- **TO DO**: The task calls for an exact copy of the records, without any images.

- **GIVEN ENTRIES**:
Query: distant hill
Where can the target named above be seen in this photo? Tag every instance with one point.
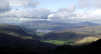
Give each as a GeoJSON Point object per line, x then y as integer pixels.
{"type": "Point", "coordinates": [12, 44]}
{"type": "Point", "coordinates": [17, 31]}
{"type": "Point", "coordinates": [55, 26]}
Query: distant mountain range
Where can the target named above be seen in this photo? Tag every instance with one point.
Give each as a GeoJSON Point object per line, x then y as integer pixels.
{"type": "Point", "coordinates": [45, 26]}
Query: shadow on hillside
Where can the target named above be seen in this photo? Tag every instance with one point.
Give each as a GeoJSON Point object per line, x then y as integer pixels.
{"type": "Point", "coordinates": [14, 45]}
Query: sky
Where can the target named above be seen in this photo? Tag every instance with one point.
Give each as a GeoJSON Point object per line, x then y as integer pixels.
{"type": "Point", "coordinates": [56, 4]}
{"type": "Point", "coordinates": [53, 10]}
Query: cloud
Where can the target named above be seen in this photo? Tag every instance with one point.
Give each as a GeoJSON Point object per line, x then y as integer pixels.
{"type": "Point", "coordinates": [89, 3]}
{"type": "Point", "coordinates": [35, 13]}
{"type": "Point", "coordinates": [23, 3]}
{"type": "Point", "coordinates": [62, 15]}
{"type": "Point", "coordinates": [4, 6]}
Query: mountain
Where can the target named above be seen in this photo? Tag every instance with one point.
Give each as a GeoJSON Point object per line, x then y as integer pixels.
{"type": "Point", "coordinates": [44, 25]}
{"type": "Point", "coordinates": [17, 31]}
{"type": "Point", "coordinates": [93, 48]}
{"type": "Point", "coordinates": [12, 44]}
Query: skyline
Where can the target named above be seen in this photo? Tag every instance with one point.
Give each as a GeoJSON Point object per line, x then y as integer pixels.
{"type": "Point", "coordinates": [53, 10]}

- **SOLUTION FOR THIS PROBLEM**:
Query: distant hill
Where can the target named above be seen in this photo? Tag every instance with one point.
Give each as a GeoJSON Point object per line, x then y as integer pixels.
{"type": "Point", "coordinates": [12, 44]}
{"type": "Point", "coordinates": [17, 31]}
{"type": "Point", "coordinates": [55, 26]}
Query: distant mountain range
Where can the target named above be seen in this photo? Tag every instance with one point.
Give each as a GeoJSON Point object per line, x then y as integer pixels.
{"type": "Point", "coordinates": [45, 26]}
Query: shadow on hillside
Where can the target named above be seen in this photo? Tag every instance with one point.
Give each as a GeoJSON Point object per line, x then y as integer pixels.
{"type": "Point", "coordinates": [14, 45]}
Query: sky
Where can the target named above be seen in this photo? Tag every instance with one point.
Give each as a GeoJSON Point object per line, x then y as integer pixels.
{"type": "Point", "coordinates": [56, 4]}
{"type": "Point", "coordinates": [53, 10]}
Query: cloud
Where can the target named above be seen in this photo? Tag every instance with one point.
Give each as a GeoJSON Point object per line, x then y as integer pixels.
{"type": "Point", "coordinates": [89, 3]}
{"type": "Point", "coordinates": [35, 13]}
{"type": "Point", "coordinates": [23, 3]}
{"type": "Point", "coordinates": [62, 15]}
{"type": "Point", "coordinates": [4, 6]}
Query: mountain
Where can the target named above be seen in this photo? Tag every instance with one point.
Give each as a GeoJSON Point object per line, x then y as integer pixels.
{"type": "Point", "coordinates": [44, 25]}
{"type": "Point", "coordinates": [17, 31]}
{"type": "Point", "coordinates": [93, 48]}
{"type": "Point", "coordinates": [12, 44]}
Query: skyline
Where can the target named above be seen in this photo? Tag every instance with one point.
Give each as a GeoJSON Point object per line, x then y as integer pixels.
{"type": "Point", "coordinates": [53, 10]}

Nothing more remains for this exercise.